= BRIEF =
Copy exactly the last part of the entries, starting from the line with "the trophy reflection" and including the final line.

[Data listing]
* Begin *
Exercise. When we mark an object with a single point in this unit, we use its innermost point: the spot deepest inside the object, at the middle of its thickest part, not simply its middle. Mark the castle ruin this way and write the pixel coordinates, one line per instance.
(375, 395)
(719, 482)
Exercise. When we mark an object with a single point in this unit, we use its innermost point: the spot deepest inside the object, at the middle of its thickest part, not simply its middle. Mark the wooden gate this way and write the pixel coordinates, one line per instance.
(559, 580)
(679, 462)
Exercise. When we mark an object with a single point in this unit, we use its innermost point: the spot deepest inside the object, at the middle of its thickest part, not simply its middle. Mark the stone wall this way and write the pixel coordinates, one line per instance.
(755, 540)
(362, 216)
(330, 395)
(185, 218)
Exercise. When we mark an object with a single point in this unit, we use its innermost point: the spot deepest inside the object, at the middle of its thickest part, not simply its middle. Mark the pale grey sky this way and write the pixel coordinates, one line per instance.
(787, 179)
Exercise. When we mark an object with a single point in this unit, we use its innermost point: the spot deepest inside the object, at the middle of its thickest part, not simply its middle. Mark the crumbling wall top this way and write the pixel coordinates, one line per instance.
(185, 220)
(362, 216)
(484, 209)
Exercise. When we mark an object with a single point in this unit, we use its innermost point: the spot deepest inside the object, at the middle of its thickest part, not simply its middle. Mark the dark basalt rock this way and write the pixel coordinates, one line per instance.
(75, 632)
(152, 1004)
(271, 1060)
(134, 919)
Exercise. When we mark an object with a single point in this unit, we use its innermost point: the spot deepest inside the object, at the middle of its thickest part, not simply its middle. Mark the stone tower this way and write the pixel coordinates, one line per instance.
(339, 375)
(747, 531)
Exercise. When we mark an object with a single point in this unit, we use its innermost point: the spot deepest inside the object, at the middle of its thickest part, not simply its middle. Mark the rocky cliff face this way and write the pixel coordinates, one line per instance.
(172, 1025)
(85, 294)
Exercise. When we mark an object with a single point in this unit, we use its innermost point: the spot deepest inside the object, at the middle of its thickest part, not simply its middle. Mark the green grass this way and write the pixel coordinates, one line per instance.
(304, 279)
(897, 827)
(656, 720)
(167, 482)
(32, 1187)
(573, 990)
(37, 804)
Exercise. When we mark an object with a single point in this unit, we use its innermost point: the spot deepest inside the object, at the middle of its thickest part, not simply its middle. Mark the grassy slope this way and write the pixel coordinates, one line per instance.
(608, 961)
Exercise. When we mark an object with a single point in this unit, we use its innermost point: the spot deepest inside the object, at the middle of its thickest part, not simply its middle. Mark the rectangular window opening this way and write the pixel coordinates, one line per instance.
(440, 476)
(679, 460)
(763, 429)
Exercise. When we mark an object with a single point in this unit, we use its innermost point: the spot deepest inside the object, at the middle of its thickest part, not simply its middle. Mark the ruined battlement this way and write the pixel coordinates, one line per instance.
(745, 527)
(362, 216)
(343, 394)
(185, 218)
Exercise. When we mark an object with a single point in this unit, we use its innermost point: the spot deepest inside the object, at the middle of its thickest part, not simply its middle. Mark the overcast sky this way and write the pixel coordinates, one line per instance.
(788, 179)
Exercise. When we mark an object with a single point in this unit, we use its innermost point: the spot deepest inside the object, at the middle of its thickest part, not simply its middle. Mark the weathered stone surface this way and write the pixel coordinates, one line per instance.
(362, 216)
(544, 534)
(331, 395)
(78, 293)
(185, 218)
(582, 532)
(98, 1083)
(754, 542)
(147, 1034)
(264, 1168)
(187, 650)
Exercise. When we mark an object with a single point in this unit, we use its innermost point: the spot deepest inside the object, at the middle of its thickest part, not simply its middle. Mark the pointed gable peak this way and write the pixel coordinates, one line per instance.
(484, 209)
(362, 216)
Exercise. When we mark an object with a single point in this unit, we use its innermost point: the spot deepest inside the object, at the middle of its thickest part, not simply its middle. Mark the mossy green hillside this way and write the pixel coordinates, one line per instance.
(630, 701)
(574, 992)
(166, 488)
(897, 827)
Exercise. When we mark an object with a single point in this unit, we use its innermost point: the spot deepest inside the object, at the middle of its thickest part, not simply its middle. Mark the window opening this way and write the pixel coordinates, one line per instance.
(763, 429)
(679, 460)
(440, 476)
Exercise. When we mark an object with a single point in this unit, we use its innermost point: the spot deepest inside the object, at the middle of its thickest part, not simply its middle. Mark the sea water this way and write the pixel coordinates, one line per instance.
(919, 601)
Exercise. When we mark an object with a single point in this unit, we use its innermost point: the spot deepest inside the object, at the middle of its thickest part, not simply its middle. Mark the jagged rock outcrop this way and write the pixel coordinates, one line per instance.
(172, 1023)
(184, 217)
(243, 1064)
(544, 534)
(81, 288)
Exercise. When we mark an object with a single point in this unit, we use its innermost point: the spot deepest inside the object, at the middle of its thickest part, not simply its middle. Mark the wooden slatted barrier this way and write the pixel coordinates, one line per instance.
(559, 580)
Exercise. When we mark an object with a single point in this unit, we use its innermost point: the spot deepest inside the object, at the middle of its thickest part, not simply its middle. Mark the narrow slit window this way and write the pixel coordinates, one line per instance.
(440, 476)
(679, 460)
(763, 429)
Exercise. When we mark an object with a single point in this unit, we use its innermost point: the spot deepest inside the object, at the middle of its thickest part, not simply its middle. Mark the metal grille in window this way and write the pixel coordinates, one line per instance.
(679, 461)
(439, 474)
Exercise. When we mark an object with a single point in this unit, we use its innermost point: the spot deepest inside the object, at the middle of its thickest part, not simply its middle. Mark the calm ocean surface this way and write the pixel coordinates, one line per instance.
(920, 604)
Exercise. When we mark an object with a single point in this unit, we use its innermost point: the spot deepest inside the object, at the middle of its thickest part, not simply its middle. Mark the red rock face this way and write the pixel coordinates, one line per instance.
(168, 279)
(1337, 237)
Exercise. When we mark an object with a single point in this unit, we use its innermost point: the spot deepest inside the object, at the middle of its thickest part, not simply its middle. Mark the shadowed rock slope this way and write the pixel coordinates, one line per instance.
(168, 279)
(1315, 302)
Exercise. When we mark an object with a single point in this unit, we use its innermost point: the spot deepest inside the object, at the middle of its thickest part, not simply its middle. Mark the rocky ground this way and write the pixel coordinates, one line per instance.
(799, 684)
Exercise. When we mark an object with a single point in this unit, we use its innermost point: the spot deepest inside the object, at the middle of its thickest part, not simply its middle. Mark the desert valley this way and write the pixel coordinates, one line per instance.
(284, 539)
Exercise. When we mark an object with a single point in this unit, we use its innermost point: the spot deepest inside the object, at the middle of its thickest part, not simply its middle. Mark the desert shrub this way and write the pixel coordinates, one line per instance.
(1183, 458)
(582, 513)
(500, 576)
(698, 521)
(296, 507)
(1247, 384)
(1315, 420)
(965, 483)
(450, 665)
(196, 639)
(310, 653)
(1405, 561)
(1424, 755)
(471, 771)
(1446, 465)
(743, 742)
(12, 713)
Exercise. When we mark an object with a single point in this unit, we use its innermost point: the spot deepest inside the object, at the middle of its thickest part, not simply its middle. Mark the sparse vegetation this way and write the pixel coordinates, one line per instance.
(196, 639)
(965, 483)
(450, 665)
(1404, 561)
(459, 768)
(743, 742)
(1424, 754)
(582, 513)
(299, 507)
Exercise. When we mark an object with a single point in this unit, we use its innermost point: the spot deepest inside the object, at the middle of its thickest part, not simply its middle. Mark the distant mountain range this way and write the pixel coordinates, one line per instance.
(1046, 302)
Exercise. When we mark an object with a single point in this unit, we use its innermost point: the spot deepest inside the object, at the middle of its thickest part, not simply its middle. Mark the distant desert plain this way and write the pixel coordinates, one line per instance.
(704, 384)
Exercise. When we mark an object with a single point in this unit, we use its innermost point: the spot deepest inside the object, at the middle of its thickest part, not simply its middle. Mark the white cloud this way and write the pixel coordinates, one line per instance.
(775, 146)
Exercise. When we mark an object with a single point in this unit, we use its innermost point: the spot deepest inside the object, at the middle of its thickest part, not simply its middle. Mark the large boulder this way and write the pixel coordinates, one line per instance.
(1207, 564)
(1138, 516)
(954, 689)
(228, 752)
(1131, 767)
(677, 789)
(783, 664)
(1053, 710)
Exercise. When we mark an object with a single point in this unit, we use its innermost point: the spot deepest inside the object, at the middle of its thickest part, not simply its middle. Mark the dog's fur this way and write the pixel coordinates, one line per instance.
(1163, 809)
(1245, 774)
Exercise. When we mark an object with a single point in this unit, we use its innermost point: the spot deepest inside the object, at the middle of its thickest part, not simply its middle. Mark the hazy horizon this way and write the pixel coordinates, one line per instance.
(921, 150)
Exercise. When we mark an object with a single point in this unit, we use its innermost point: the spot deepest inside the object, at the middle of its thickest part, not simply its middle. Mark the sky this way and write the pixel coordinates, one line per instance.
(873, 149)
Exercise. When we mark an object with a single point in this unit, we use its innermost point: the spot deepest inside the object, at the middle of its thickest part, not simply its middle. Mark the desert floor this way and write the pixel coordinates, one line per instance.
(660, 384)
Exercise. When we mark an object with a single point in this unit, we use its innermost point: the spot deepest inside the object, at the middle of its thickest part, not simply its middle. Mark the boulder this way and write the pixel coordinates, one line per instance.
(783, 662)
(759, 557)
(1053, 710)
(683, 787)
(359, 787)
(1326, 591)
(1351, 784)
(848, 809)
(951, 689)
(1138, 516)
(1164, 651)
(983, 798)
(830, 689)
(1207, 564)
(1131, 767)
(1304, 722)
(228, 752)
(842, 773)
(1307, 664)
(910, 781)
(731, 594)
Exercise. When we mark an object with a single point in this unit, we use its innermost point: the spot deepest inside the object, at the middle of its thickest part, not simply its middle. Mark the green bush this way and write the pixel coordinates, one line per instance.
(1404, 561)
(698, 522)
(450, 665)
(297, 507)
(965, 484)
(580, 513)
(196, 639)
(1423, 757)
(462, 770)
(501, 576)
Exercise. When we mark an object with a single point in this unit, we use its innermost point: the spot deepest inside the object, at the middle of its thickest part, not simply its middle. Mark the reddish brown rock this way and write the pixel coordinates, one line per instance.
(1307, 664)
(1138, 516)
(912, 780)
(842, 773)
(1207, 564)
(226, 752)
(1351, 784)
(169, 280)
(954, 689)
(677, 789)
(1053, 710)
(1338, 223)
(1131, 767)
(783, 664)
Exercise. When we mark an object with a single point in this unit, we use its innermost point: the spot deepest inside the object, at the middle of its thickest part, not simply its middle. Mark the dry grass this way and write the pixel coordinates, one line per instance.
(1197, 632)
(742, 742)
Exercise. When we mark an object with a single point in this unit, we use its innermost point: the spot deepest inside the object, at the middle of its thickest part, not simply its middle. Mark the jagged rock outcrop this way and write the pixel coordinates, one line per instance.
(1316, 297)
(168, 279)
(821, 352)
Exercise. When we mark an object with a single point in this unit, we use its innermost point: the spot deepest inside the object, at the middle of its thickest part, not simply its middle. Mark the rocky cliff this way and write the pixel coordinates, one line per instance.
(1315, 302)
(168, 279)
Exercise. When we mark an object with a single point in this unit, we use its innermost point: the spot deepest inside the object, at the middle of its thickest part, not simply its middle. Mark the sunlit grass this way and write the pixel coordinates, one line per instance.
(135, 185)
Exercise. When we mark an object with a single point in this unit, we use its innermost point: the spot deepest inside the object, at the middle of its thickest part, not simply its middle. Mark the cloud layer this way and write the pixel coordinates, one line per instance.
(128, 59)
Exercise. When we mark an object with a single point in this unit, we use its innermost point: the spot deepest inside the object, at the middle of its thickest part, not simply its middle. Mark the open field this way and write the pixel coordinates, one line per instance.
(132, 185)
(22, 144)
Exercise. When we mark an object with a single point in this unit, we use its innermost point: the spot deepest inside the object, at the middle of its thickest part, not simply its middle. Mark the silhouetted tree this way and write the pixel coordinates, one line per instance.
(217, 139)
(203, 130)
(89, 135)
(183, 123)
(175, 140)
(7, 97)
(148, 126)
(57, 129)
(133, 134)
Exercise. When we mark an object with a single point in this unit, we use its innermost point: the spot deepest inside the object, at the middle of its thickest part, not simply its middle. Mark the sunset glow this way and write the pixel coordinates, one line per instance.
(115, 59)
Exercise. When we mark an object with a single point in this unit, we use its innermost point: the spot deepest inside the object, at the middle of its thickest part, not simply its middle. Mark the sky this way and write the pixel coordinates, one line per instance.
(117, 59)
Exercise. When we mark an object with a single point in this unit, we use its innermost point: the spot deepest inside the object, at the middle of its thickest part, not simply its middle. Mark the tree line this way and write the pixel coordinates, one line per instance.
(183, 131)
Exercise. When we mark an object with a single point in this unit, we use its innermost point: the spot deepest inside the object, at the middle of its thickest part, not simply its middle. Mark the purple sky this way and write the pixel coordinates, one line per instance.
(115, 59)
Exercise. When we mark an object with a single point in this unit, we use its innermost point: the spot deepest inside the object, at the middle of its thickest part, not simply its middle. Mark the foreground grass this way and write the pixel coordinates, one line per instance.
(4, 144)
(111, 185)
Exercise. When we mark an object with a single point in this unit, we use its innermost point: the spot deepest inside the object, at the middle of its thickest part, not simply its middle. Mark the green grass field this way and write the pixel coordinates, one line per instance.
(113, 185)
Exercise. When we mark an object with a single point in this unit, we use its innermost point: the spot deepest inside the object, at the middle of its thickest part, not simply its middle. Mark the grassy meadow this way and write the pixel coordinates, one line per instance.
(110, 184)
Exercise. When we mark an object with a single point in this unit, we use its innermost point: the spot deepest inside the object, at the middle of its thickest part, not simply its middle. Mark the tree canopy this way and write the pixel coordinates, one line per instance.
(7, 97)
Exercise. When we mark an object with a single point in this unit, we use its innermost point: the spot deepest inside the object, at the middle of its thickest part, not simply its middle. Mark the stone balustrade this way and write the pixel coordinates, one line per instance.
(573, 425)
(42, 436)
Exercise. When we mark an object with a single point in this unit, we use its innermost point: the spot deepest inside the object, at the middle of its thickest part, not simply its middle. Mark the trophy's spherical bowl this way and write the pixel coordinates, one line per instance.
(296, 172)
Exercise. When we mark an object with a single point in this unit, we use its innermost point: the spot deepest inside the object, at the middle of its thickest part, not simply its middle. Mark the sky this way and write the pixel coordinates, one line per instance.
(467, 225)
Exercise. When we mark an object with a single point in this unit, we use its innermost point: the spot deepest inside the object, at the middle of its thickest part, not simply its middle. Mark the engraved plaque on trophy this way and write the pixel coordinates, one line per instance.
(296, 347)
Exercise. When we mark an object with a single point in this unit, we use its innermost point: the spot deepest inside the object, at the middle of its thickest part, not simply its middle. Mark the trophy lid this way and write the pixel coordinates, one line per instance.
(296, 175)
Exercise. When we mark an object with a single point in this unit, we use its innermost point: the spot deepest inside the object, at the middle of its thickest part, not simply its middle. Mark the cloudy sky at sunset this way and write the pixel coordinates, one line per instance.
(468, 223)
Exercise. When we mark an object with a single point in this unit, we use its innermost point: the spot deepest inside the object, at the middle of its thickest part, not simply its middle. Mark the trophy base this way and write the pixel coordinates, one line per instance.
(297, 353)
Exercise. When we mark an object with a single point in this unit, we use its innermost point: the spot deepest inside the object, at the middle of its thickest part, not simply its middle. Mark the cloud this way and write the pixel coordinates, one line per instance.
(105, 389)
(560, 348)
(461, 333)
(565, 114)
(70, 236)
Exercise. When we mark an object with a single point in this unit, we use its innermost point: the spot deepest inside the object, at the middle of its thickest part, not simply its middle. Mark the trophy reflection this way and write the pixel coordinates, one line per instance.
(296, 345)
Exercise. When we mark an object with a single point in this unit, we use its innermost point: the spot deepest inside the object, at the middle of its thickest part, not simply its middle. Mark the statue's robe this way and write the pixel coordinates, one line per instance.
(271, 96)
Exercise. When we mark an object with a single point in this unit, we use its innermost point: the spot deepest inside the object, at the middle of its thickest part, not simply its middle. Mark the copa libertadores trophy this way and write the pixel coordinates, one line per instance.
* End *
= PROBLEM SOLUTION =
Exercise. When we mark an object with a single point in this unit, we use its innermost point: the spot deepest inside the object, at the middle of its thickest part, not simply its middle. Mark the trophy reflection this way and write the pixel coordinates, one line per instance.
(296, 345)
Exercise. When we mark an object with a single point in this unit, we use its innermost point: the spot deepest inside the object, at the middle of its thickest part, not simply its middle. Mark the statue's robe this way and write the pixel coordinates, one line per instance.
(271, 96)
Exercise. When we mark an object with a single point in this unit, we use its innermost point: the spot deepest inside the object, at the middle of its thickest part, not simply its middle. Mark the copa libertadores trophy this way and write the pixel coordinates, one line per instance.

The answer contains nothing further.